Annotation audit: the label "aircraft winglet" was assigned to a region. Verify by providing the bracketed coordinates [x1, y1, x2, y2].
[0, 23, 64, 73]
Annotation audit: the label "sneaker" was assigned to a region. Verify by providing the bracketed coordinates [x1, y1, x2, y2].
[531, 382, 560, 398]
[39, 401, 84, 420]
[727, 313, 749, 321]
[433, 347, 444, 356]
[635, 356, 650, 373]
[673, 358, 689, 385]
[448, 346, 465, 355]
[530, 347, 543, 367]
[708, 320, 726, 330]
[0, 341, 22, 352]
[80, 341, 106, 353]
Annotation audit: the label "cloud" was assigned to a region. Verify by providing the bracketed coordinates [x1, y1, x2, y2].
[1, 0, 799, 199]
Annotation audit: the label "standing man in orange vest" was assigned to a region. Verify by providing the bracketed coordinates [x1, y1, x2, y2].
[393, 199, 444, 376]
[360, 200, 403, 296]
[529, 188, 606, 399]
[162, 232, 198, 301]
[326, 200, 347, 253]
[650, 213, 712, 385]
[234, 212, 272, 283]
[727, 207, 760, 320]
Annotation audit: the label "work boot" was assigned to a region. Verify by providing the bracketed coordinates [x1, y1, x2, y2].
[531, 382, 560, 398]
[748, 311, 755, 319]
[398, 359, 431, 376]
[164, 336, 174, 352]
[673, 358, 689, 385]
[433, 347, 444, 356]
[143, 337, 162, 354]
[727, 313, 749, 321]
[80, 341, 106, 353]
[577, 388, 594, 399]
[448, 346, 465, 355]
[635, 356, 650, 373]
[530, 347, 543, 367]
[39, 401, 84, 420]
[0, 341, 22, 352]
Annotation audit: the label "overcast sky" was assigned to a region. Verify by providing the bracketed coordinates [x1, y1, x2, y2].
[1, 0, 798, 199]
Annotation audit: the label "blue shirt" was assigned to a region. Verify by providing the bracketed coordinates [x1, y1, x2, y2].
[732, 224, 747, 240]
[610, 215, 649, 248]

....................

▶ **PROBLEM TO WORK ON**
Transcribe all of the material above with complete accuracy.

▶ **ANSWER TO THE EXERCISE**
Annotation audit: the label "aircraft winglet" was assigned to a region. Verify by providing the bracketed coordinates [x1, y1, x2, y2].
[0, 23, 64, 73]
Annotation audit: the label "sneaker" was assigned to a region. Verify by providing the bracketed coordinates [x1, y1, x2, y2].
[531, 382, 560, 398]
[39, 401, 84, 420]
[727, 313, 749, 321]
[433, 347, 444, 356]
[635, 356, 650, 373]
[673, 358, 689, 385]
[448, 346, 465, 355]
[530, 347, 543, 367]
[708, 320, 726, 330]
[0, 341, 22, 352]
[80, 341, 106, 353]
Annotation audit: the label "cloud" was assigned to a region. Verify by providing the bracketed coordinates [x1, y1, x2, y2].
[1, 0, 799, 199]
Annotation audit: the label "standing man in orange vest" was assigned to a region. Verify by providing the bracketed coordinates [x1, y1, x2, y2].
[393, 199, 444, 376]
[360, 200, 403, 296]
[529, 188, 606, 399]
[162, 232, 198, 301]
[326, 200, 347, 253]
[650, 213, 712, 385]
[234, 212, 272, 283]
[727, 207, 760, 320]
Annotation audit: the label "work boot" was assigned to a region. Verify by providing the bracketed coordinates [x1, y1, x2, y2].
[531, 382, 560, 398]
[748, 311, 755, 319]
[398, 359, 431, 376]
[164, 336, 174, 352]
[673, 358, 689, 385]
[433, 347, 444, 356]
[143, 337, 162, 354]
[727, 313, 749, 321]
[80, 341, 106, 353]
[577, 388, 594, 399]
[448, 346, 465, 355]
[635, 356, 650, 373]
[530, 347, 543, 367]
[39, 401, 84, 420]
[0, 341, 22, 352]
Annotation audit: the label "overcast sky" was assigned to a region. Verify by providing the bracketed coordinates [x1, y1, x2, y2].
[1, 0, 798, 199]
Annotation audit: the label "blue shirt" was assigned to a region. Verify by providing the bracketed coordinates [x1, y1, x2, y2].
[732, 224, 747, 240]
[610, 215, 649, 248]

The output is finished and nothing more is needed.